Source start

I try to aggregate a large amount of data using time windows of different sizes using Kafka Streams.
I increased the cache size to 2 GB, but when I set the window size in 1 hour I get the CPU load of 100% and the application starts to slow down.
My code looks like this:
val tradeStream = builder.stream<String, Trade>(configuration.topicNamePattern, Consumed.with(Serdes.String(), JsonSerde(Trade::class.java)))
tradeStream
.groupBy(
{ _, trade -> trade.pair },
Serialized.with(JsonSerde(TokensPair::class.java), JsonSerde(Trade::class.java))
)
.windowedBy(TimeWindows.of(windowDuration).advanceBy(windowHop).until(windowDuration))
.aggregate(
{ Ticker(windowDuration) },
{ _, newValue, aggregate -> aggregate.add(newValue) },
Materialized.`as`<TokensPair, Ticker>(storeByPairs)

Source end

* Stated exercise A
Pick out every line in the records below that contains the word "light", and copy each one.

Material for this exercise start

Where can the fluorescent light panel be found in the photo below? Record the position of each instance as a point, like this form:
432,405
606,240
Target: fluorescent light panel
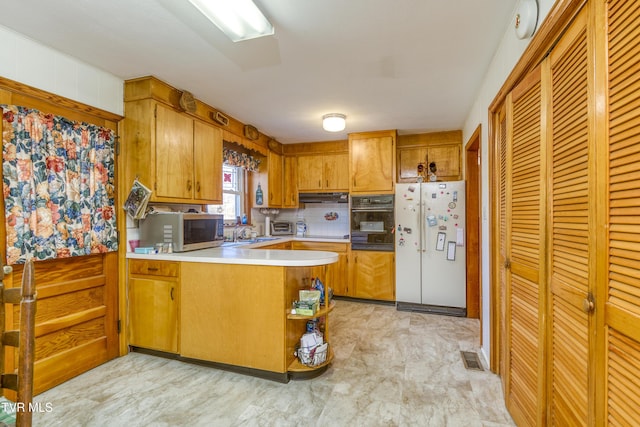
334,122
238,19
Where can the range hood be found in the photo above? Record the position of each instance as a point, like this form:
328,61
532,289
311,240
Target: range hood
323,197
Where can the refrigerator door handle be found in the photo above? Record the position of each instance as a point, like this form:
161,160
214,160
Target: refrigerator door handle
423,227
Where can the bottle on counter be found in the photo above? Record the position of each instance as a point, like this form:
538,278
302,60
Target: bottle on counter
259,198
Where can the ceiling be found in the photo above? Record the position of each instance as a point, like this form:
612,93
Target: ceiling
411,65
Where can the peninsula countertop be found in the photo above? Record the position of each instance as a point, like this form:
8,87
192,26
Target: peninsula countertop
243,255
247,252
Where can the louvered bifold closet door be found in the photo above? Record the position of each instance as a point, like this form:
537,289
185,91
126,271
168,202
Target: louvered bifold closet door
622,308
502,224
525,203
571,234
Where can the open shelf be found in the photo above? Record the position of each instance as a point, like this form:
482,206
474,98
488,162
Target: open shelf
322,312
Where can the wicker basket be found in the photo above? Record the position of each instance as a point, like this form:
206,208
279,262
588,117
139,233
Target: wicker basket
313,356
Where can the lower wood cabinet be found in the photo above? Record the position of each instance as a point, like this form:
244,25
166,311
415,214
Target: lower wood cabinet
154,304
373,275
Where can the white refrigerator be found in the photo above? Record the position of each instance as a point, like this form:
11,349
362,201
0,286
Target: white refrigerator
430,247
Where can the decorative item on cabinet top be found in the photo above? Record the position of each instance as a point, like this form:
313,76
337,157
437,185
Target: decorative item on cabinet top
217,116
274,146
250,132
187,102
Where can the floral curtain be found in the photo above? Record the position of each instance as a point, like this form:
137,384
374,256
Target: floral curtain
246,161
58,184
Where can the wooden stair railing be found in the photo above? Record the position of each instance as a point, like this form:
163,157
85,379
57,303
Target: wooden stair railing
21,380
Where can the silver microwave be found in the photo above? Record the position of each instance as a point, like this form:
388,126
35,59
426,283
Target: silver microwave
186,231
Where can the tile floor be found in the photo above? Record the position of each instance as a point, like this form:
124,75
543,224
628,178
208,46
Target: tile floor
391,368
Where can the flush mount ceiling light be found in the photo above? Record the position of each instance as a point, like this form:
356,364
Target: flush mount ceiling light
238,19
334,122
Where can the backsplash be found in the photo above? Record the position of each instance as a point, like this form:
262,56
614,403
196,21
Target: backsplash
322,219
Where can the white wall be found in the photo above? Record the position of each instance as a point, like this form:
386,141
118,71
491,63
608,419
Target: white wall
63,75
507,55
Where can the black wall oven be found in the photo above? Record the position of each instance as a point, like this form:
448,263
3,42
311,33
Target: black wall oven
372,223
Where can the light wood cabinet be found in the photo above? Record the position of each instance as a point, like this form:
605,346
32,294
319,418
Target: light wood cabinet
372,160
245,322
207,158
442,148
178,157
372,275
275,179
154,290
328,172
337,274
290,182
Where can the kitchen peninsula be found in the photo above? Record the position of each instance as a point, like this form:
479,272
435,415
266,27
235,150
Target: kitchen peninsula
228,307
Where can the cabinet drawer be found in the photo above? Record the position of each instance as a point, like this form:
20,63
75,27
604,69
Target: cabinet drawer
320,246
154,268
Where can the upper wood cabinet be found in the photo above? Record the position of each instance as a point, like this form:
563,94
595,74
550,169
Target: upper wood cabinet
442,148
323,172
207,158
372,160
178,157
275,179
290,182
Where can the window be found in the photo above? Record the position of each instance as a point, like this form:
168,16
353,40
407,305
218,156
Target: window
232,207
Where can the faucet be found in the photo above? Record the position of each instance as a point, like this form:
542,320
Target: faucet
239,233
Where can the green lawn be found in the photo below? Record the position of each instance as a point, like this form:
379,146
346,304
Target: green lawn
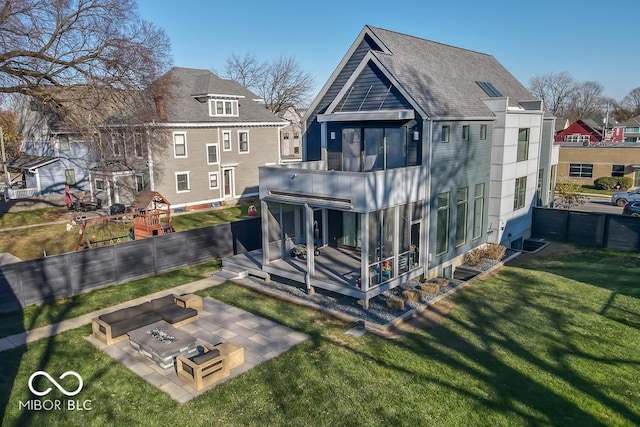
547,342
31,243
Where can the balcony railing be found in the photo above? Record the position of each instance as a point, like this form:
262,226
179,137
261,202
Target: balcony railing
19,193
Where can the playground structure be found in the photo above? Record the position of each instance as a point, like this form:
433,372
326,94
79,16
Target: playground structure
150,215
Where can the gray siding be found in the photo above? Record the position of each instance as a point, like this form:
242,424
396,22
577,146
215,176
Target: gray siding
455,165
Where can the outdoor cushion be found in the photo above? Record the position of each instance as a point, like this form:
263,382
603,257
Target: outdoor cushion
201,358
114,317
139,309
128,325
162,302
175,314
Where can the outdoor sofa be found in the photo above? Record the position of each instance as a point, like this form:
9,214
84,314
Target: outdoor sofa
113,327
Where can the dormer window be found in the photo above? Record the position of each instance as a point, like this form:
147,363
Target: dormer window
223,107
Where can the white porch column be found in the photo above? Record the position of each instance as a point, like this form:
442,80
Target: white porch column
309,241
264,221
364,252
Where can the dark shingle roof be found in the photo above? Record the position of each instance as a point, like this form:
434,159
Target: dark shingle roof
442,78
182,84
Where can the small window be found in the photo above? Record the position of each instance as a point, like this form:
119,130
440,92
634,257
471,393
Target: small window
243,141
223,107
212,154
465,132
226,140
483,132
137,144
180,145
213,181
617,170
523,145
182,182
64,142
519,195
444,137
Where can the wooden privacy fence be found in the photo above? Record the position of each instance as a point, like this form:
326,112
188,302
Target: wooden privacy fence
597,229
59,276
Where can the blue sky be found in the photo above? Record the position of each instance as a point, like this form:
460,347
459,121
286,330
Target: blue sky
591,40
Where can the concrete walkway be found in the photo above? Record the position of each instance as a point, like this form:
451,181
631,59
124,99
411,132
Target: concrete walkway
22,338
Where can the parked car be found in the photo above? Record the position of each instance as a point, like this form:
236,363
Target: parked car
631,208
622,197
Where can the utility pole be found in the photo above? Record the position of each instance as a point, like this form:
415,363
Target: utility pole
7,178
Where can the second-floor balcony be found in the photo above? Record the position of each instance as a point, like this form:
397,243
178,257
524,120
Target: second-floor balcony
312,183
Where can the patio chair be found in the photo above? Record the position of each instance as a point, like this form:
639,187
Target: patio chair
204,369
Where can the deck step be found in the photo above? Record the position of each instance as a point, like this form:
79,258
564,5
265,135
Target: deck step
230,274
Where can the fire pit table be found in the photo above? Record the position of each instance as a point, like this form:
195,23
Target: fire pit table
161,343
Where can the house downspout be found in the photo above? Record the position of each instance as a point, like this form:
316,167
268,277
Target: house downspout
425,254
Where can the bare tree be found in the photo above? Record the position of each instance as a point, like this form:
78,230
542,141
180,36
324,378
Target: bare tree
61,43
632,101
587,101
281,83
556,90
247,71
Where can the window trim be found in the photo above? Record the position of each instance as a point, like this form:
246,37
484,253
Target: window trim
178,191
240,142
186,152
520,193
478,201
217,175
445,134
213,107
227,132
439,209
525,143
483,132
462,204
215,145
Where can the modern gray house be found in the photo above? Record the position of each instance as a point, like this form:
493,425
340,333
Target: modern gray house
414,153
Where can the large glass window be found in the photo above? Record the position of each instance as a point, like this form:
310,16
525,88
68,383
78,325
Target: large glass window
581,170
395,147
374,149
442,231
520,193
478,210
523,144
462,201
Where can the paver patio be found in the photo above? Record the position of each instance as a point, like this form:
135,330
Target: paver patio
261,339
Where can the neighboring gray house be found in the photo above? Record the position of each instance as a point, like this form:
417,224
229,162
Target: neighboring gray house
219,132
52,155
414,153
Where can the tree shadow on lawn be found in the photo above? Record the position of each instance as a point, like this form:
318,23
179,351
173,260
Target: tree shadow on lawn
522,349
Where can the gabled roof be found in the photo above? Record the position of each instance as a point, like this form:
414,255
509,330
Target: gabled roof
187,90
439,80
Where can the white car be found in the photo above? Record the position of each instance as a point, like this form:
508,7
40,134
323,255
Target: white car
621,198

Material for this exercise end

* Stated exercise B
Continue the Kafka Streams question above, starting right after its last line.

* Task answer A
Where can the fluorescent light panel be found in the photo below? Record the position of each instance as a point, like this form:
Target: fluorescent light panel
Where can the flush mount ceiling light be found in the photo above? Record the position of each instance as a point, like this form:
Target: flush mount ceiling light
Where can the light wood cabinet be found in the photo above? Record the position of each instance as a point, like this form:
Target: light wood cabinet

* Task answer B
.withKeySerde(JsonSerde(TokensPair::class.java))
.withValueSerde(JsonSerde(Ticker::class.java))
)
.toStream()
.filter { tokensPair, _ -> filterFinishedWindow(tokensPair.window(), windowHop) }
.map { tokensPair, ticker -> KeyValue(
TickerKey(ticker.tokensPair!!, windowDuration, Timestamp(tokensPair.window().start())),
ticker.calcPrice()
)}
.to(topicName, Produced.with(JsonSerde(TickerKey::class.java), JsonSerde(Ticker::class.java)))
In addition, before sending the aggregated data to the kafka topic they are filtered by end time of the window in order send to topic just finished window.
Perhaps there are some better approaches for implementing this kind of aggregation?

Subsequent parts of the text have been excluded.